**Material**
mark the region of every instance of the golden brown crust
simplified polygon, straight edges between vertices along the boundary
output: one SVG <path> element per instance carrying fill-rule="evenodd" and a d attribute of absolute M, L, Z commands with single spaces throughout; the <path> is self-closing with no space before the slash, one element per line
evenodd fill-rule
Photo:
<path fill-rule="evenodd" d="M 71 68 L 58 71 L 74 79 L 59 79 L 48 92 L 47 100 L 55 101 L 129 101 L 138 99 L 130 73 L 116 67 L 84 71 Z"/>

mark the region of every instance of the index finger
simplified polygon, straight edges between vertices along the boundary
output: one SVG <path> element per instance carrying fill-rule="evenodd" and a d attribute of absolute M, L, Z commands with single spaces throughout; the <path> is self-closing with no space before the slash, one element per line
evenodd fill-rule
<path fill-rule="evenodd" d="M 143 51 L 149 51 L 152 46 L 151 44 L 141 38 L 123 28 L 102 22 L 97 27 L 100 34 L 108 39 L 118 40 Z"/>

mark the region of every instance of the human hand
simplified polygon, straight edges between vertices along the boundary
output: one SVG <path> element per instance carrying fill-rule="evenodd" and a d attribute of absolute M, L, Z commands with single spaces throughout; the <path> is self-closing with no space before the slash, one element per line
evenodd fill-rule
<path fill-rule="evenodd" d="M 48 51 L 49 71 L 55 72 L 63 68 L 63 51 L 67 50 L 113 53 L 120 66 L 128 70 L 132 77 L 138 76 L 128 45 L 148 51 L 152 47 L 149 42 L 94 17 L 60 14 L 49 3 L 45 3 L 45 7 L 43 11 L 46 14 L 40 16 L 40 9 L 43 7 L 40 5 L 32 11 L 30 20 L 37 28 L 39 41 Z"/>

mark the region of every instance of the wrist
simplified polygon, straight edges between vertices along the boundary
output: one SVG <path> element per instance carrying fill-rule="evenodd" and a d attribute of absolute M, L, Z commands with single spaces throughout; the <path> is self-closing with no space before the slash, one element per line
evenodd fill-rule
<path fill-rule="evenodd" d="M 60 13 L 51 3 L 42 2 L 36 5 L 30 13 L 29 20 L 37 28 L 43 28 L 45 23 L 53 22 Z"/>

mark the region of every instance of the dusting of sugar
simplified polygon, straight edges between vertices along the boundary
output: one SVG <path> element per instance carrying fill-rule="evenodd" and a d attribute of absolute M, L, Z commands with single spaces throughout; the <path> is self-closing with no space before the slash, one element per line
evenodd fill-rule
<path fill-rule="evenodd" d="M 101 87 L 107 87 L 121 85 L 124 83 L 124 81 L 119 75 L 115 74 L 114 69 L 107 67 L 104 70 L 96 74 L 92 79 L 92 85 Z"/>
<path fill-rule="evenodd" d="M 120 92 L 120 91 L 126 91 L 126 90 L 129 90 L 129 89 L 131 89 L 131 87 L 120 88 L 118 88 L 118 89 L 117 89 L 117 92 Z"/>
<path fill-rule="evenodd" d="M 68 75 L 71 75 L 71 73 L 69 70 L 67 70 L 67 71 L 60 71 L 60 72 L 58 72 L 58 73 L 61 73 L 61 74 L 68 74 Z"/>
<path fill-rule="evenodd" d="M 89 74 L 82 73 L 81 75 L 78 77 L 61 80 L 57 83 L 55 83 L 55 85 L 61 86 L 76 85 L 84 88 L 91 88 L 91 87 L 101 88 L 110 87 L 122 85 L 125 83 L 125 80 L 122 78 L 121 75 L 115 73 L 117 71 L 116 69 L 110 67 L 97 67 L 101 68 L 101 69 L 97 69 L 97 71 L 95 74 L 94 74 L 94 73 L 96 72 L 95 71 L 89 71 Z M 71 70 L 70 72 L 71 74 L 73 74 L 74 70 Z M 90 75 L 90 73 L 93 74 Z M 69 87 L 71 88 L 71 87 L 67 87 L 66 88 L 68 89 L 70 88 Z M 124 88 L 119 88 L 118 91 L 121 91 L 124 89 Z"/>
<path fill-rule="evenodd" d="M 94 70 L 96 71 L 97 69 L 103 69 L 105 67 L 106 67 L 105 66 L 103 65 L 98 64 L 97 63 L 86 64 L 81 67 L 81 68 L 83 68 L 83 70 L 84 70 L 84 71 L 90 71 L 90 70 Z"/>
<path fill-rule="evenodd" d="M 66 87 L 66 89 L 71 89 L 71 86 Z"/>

**The request**
Could you lay out every line of the listing above as a JSON list of strings, one string per line, skipping the blank lines?

**Task solution**
[
  "mark the region of every instance of the golden brown crust",
  "simplified polygon, straight edges between vertices along the boundary",
  "output: one SVG <path> element per instance carrying fill-rule=\"evenodd\" and a d attribute of absolute M, L, Z commands with single spaces throughout; the <path> is self-closing with no space before the slash, one element per line",
  "evenodd fill-rule",
  "Photo:",
  "<path fill-rule=\"evenodd\" d=\"M 71 68 L 58 71 L 74 79 L 59 79 L 48 92 L 47 100 L 55 101 L 129 101 L 138 99 L 130 73 L 116 67 L 84 71 Z\"/>",
  "mark the region of every instance of the index finger",
  "simplified polygon, straight edges between vertices along the boundary",
  "output: one SVG <path> element per instance carrying fill-rule=\"evenodd\" and a d attribute of absolute M, L, Z commands with single spaces throughout; the <path> is self-closing with no space before the slash, one element per line",
  "evenodd fill-rule",
  "<path fill-rule=\"evenodd\" d=\"M 143 51 L 149 51 L 152 46 L 151 44 L 141 38 L 123 28 L 102 22 L 97 27 L 100 34 L 108 39 L 118 40 Z\"/>",
  "mark the region of every instance of the human hand",
  "simplified polygon, straight edges between vertices along the boundary",
  "output: one SVG <path> element per instance carrying fill-rule=\"evenodd\" and a d attribute of absolute M, L, Z commands with single spaces throughout; the <path> is self-closing with no space before the slash, one element per line",
  "evenodd fill-rule",
  "<path fill-rule=\"evenodd\" d=\"M 48 51 L 49 71 L 55 72 L 63 68 L 63 51 L 67 50 L 113 53 L 120 66 L 128 70 L 132 77 L 138 76 L 128 45 L 148 51 L 152 47 L 149 42 L 94 17 L 60 14 L 49 3 L 45 3 L 45 7 L 43 11 L 46 14 L 40 16 L 40 9 L 43 7 L 40 5 L 32 11 L 30 20 L 37 28 L 39 41 Z\"/>",
  "mark the region of every instance of the wrist",
  "simplified polygon, straight edges between vertices along the boundary",
  "output: one SVG <path> element per instance carrying fill-rule=\"evenodd\" and a d attribute of absolute M, L, Z commands with single spaces throughout; the <path> is self-closing with no space before the slash, one element per line",
  "evenodd fill-rule",
  "<path fill-rule=\"evenodd\" d=\"M 60 13 L 51 3 L 42 2 L 36 5 L 30 13 L 29 20 L 37 28 L 43 28 L 45 23 L 53 22 Z\"/>",
  "mark the region of every instance of the dusting of sugar",
  "simplified polygon, straight edges between vertices along the boundary",
  "output: one SVG <path> element per instance carrying fill-rule=\"evenodd\" and a d attribute of absolute M, L, Z commands with single spaces throughout; the <path> is self-closing with no space before the slash, one element per line",
  "evenodd fill-rule",
  "<path fill-rule=\"evenodd\" d=\"M 101 87 L 107 87 L 121 85 L 124 83 L 124 81 L 119 75 L 115 74 L 114 69 L 107 67 L 104 70 L 96 74 L 92 79 L 92 85 Z\"/>",
  "<path fill-rule=\"evenodd\" d=\"M 120 92 L 120 91 L 126 91 L 126 90 L 129 90 L 129 89 L 131 89 L 131 87 L 120 88 L 118 88 L 118 89 L 117 89 L 117 92 Z\"/>",
  "<path fill-rule=\"evenodd\" d=\"M 68 75 L 71 75 L 71 73 L 69 70 L 67 70 L 67 71 L 60 71 L 60 72 L 58 72 L 58 73 L 61 73 L 61 74 L 68 74 Z\"/>",
  "<path fill-rule=\"evenodd\" d=\"M 89 74 L 82 73 L 81 75 L 78 77 L 61 80 L 57 83 L 55 83 L 55 85 L 61 86 L 76 85 L 84 88 L 91 88 L 91 87 L 101 88 L 110 87 L 122 85 L 125 83 L 125 80 L 122 78 L 121 75 L 115 73 L 117 71 L 116 69 L 110 67 L 97 67 L 101 68 L 101 69 L 97 69 L 97 71 L 95 74 L 94 74 L 94 73 L 96 72 L 95 71 L 89 71 Z M 71 70 L 70 72 L 71 74 L 73 74 L 74 70 Z M 90 75 L 90 73 L 93 74 Z M 69 87 L 71 88 L 71 87 L 67 87 L 66 88 L 68 89 L 70 88 Z M 124 88 L 119 88 L 118 91 L 121 91 L 124 89 Z\"/>",
  "<path fill-rule=\"evenodd\" d=\"M 94 70 L 96 71 L 97 69 L 103 69 L 105 67 L 106 67 L 105 66 L 103 65 L 98 64 L 97 63 L 86 64 L 81 67 L 81 68 L 83 68 L 83 70 L 84 70 L 84 71 L 90 71 L 90 70 Z\"/>",
  "<path fill-rule=\"evenodd\" d=\"M 66 87 L 66 89 L 71 89 L 71 86 Z\"/>"
]